DIRECTION: Copy the records, starting at the line that contains "Guideline: for each instance of the chimney pot, imagine" and ending at the last line of the records. Swap every "dock piling" for "pier post", and leave everything else unchanged.

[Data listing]
==========

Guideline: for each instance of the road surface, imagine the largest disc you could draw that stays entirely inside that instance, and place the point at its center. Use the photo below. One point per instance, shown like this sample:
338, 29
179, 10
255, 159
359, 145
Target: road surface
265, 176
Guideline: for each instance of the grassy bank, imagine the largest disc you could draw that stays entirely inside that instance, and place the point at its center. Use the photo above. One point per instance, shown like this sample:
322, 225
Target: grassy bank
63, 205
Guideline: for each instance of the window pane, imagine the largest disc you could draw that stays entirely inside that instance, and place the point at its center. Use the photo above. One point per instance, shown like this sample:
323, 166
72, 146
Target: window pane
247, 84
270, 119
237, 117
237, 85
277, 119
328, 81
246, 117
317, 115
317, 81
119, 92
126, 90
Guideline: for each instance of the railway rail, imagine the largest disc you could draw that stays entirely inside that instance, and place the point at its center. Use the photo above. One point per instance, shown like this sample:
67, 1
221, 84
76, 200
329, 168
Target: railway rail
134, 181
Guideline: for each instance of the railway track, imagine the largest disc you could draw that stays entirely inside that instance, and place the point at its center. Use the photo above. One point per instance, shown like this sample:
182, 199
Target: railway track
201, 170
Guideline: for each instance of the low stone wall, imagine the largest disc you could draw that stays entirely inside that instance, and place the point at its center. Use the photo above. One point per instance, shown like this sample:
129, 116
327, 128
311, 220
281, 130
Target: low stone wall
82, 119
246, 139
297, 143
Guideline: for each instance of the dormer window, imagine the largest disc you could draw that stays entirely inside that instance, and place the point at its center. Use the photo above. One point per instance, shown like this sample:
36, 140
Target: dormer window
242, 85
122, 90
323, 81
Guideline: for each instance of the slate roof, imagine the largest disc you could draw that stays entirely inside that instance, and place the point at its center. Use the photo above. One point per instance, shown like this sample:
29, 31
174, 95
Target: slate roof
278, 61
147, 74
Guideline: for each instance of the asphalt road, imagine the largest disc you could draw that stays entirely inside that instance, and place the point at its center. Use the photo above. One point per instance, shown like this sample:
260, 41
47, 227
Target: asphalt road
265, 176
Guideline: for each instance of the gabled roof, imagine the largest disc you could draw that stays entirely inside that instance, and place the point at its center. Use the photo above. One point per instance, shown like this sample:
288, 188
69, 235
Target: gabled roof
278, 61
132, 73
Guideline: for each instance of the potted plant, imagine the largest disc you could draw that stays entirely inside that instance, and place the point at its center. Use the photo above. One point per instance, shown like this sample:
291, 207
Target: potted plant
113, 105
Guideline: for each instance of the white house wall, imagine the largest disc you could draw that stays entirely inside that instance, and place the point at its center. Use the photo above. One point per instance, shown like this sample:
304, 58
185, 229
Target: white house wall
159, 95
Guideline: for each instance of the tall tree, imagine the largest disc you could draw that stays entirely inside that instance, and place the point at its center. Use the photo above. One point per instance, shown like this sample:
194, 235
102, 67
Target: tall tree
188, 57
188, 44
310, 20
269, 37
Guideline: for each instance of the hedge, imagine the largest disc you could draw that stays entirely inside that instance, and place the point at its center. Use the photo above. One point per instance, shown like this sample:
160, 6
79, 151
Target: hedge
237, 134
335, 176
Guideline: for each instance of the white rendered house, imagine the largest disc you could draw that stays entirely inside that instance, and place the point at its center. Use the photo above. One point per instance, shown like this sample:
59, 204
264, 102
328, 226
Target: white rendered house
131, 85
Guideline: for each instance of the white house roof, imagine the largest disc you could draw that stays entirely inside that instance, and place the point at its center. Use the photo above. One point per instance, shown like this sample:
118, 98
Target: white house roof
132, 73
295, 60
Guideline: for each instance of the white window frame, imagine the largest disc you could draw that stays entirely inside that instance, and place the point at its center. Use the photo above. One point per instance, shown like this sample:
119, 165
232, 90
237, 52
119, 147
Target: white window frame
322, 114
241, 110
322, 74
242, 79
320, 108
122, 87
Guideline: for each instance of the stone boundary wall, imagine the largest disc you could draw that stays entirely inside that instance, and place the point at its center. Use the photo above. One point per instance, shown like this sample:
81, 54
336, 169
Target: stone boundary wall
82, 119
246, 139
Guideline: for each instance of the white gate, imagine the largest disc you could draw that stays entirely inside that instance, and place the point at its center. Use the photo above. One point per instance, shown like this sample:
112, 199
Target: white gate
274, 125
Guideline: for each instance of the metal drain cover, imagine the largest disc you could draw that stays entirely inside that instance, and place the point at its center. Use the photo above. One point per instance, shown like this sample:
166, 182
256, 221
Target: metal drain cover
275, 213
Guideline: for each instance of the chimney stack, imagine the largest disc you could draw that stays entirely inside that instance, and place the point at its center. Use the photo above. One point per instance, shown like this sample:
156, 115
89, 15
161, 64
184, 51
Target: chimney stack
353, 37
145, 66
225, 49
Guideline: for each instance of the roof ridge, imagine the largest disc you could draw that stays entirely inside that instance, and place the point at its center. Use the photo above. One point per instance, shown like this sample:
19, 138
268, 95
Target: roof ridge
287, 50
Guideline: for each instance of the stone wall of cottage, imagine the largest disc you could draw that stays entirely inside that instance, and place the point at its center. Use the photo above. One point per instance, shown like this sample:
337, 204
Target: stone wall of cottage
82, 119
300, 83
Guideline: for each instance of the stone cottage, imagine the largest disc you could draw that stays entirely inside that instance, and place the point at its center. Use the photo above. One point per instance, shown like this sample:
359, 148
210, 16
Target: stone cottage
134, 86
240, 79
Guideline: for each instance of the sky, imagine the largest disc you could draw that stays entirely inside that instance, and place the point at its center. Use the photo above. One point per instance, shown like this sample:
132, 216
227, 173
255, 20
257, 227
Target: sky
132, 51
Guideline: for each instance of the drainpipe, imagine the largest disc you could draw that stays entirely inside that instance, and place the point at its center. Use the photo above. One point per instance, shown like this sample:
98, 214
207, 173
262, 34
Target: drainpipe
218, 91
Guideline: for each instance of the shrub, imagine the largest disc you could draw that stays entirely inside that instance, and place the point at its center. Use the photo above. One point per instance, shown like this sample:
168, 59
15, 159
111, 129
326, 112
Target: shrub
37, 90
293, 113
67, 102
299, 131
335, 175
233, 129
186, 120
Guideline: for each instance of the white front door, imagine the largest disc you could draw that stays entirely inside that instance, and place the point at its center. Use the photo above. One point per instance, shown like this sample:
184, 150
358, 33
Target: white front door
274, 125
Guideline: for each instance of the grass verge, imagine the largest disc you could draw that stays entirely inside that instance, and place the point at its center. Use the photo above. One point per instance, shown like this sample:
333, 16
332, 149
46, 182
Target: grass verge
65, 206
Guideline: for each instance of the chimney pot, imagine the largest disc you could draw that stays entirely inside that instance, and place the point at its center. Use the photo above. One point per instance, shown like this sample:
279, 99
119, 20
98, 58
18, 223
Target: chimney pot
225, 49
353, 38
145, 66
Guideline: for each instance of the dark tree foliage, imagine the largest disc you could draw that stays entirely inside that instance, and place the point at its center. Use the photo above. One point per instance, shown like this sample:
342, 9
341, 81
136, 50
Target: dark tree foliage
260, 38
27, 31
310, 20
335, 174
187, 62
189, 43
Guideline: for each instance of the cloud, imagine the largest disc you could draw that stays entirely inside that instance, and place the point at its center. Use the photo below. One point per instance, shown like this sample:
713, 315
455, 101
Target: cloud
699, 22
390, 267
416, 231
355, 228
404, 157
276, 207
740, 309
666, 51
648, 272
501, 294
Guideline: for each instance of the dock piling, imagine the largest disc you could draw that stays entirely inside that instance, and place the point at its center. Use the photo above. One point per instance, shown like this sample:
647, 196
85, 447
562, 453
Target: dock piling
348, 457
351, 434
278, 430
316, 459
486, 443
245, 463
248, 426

==========

SOLUTION TO THE EXERCISE:
Guideline: for each instance of the chimney pot, imagine the largest disc you could draw that stays entirely inside that instance, and place the point at its center. Use the photo above. One point per instance, shown like this sample:
279, 99
119, 20
98, 58
18, 223
Target: chimney pot
225, 49
353, 38
145, 66
Guideline: for each instance of the dark tree foliage, imagine the largest disc you could draw that stays entirely inside that instance, and place the point at its center. Use the photo above. One point per instance, shown like this sample:
342, 9
341, 81
136, 50
Target: dark tree foliage
260, 38
27, 31
310, 20
335, 174
187, 62
189, 43
Guideline: for each instance of the cloud, imagine the largest disc you could draw that stays entirely inside that instance, and place the point at its center. Use the photo below. One point per instance, shown like this sample:
713, 315
455, 101
Target: cloud
699, 22
390, 267
416, 231
355, 228
404, 157
276, 207
740, 309
666, 51
648, 272
501, 294
Guideline: for each instance of the pier post, imagine the largest disc you could draw that stays entirely inside that instance, and place the point at its center. Use the photo above. One point per instance, shown like this sample:
647, 196
85, 447
562, 453
Target: pier post
348, 457
351, 434
278, 430
316, 459
486, 443
245, 463
248, 426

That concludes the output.